[Text for analysis Boundary: Start]
The Region 3 Supervisor and Fisheries staff for Montana Fish, Wildlife & Parks are requesting that anglers and landowners along the Red Rock River from Lima Reservoir to Clark Canyon Reservoir refrain from fishing for the duration of the 2001 fishing season due to extremely low stream flows and high water temperatures.
FWP is also requesting the assistance of Red Rock River landowners in the implementation of this voluntary closure as anglers approach them for access through their property. Voluntary compliance with this request could postpone mandatory closure of the Red Rock River to angling until the fall spawning season mandates further restrictions to protect the river’s trout populations, according to Pat Flowers, FWP Region 3 Supervisor.
Flow releases from Lima Reservoir on July 13 were dropped dramatically from about 375 cubic feet per second (cfs) to 121 cfs as reservoir storage became very limited, according to Dick Oswald, FWP area fisheries biologist. By July 17, flow releases were further reduced to match reservoir inflow at about 37 cfs as the reservoir storage pool was fully depleted.
“The last time this condition occurred was 1988 when Red Rock River between Dell and Lima was totally dewatered in early July, and did not see a return to flow until May of 1989,” Oswald said.
[Text for analysis Boundary: End]
◆ Task instructions
A - From the article on the Red Rock River fishing closure, write out the passage that begins with the words containing "FWP is also" and ends with "was fully depleted.".
B - Continue the article on the Red Rock River fishing closure from the point where it stops.
[Supplied entries Boundary: Start]
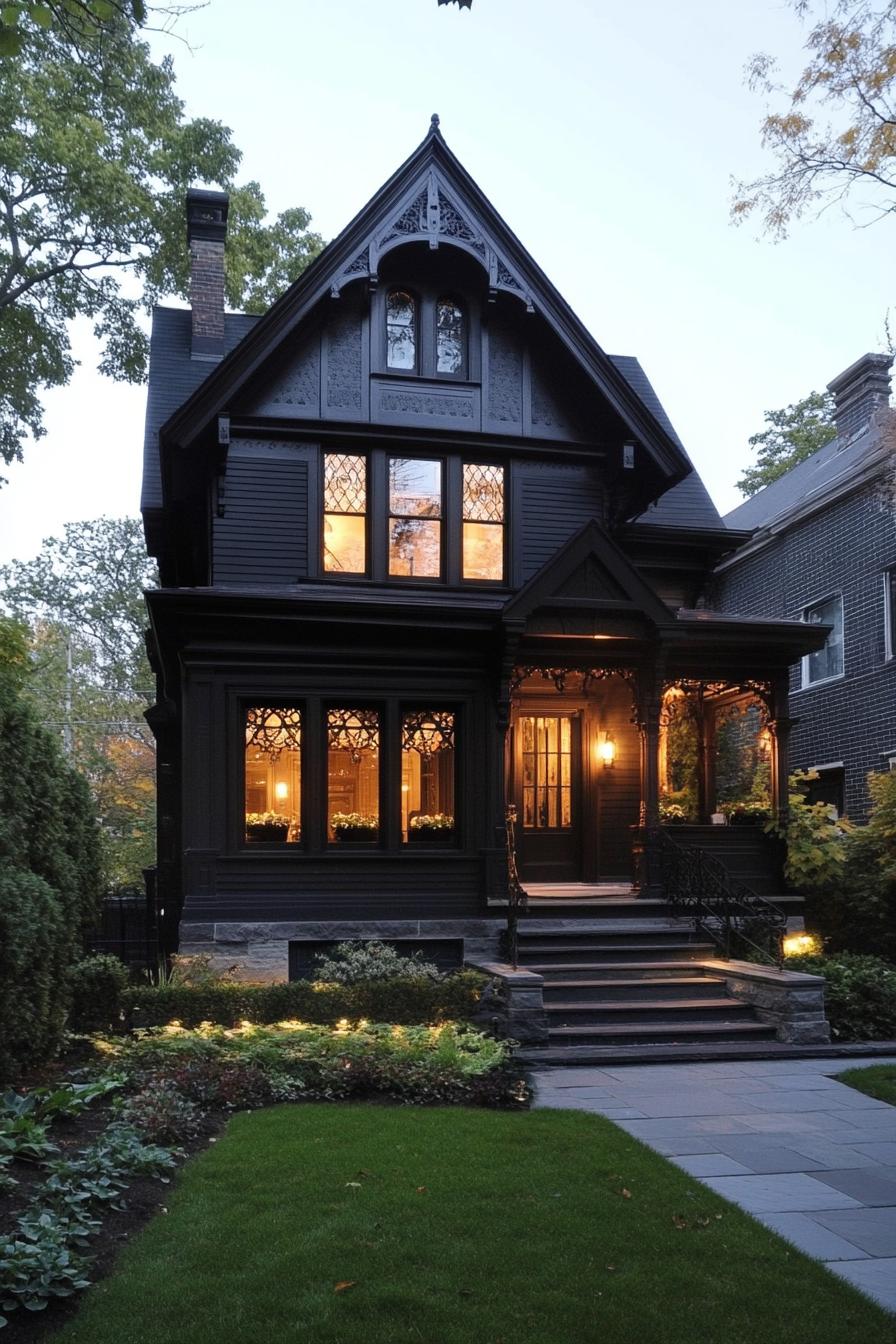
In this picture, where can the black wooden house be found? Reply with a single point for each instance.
(426, 551)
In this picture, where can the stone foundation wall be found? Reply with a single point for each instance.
(789, 1000)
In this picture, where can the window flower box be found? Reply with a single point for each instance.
(266, 825)
(352, 827)
(431, 829)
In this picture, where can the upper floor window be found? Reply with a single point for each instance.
(826, 663)
(415, 514)
(449, 336)
(400, 329)
(482, 522)
(344, 514)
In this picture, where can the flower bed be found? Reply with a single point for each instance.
(71, 1152)
(403, 1000)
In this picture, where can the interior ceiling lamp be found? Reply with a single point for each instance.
(353, 730)
(273, 730)
(427, 733)
(607, 750)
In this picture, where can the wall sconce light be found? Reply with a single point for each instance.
(607, 750)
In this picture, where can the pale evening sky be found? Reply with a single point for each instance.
(605, 136)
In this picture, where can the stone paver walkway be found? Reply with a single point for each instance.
(803, 1153)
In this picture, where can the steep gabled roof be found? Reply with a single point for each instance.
(429, 198)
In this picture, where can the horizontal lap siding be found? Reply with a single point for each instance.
(438, 889)
(262, 536)
(554, 503)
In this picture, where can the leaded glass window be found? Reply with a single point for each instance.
(352, 774)
(400, 329)
(273, 773)
(449, 336)
(482, 522)
(344, 514)
(415, 511)
(427, 776)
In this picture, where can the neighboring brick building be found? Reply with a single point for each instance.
(824, 549)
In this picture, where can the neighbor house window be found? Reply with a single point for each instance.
(826, 663)
(400, 329)
(344, 514)
(415, 512)
(273, 773)
(427, 776)
(449, 336)
(482, 522)
(352, 774)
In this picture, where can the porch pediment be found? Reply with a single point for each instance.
(589, 581)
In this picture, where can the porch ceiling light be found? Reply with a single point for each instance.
(607, 750)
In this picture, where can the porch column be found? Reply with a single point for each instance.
(779, 726)
(649, 867)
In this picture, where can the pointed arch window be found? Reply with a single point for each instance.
(449, 336)
(400, 329)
[Supplied entries Boundary: End]
◆ Set of answers
A -
FWP is also requesting the assistance of Red Rock River landowners in the implementation of this voluntary closure as anglers approach them for access through their property. Voluntary compliance with this request could postpone mandatory closure of the Red Rock River to angling until the fall spawning season mandates further restrictions to protect the river’s trout populations, according to Pat Flowers, FWP Region 3 Supervisor.
Flow releases from Lima Reservoir on July 13 were dropped dramatically from about 375 cubic feet per second (cfs) to 121 cfs as reservoir storage became very limited, according to Dick Oswald, FWP area fisheries biologist. By July 17, flow releases were further reduced to match reservoir inflow at about 37 cfs as the reservoir storage pool was fully depleted.

B -
FWP considers the Red Rock fishery very fragile and vulnerable at this time. Fish populations are stressed due to crowding, predation and limited habitat availability under the low flows.
“High water temperature compounds this cumulative stress and reduces the survivability of individual fish,” Oswald said. “Some stretches of the Red Rock River are serving as ‘oases’ or ‘refuges’ right now where limited trout numbers are capable of surviving under these severely limited flows.”
FWP fisheries personnel monitored Red Rock River flows and temperatures as well as angler use since flows were severely reduced on July 17. Natural valley floor springs and irrigation return flow have maintained 30 cfs at the Briggs Ranch and 100 cfs and higher flows approaching Clark Canyon Reservoir. Some river reaches near Dell are barely maintaining, with flows in the 10 to 15 cfs range. By July 30, flow had become intermittent in the river reach between Dell and Kidd with flows as low as 1.0 cfs and afternoon water temperatures exceeding 80 degrees measured upstream from Dell.
In 1988, brown trout populations of 1,300 per mile dropped drastically and had only recovered to 200 per mile by 1990 in the Dell vicinity. Substantial declines in brown trout numbers are expected following the current year’s low flows.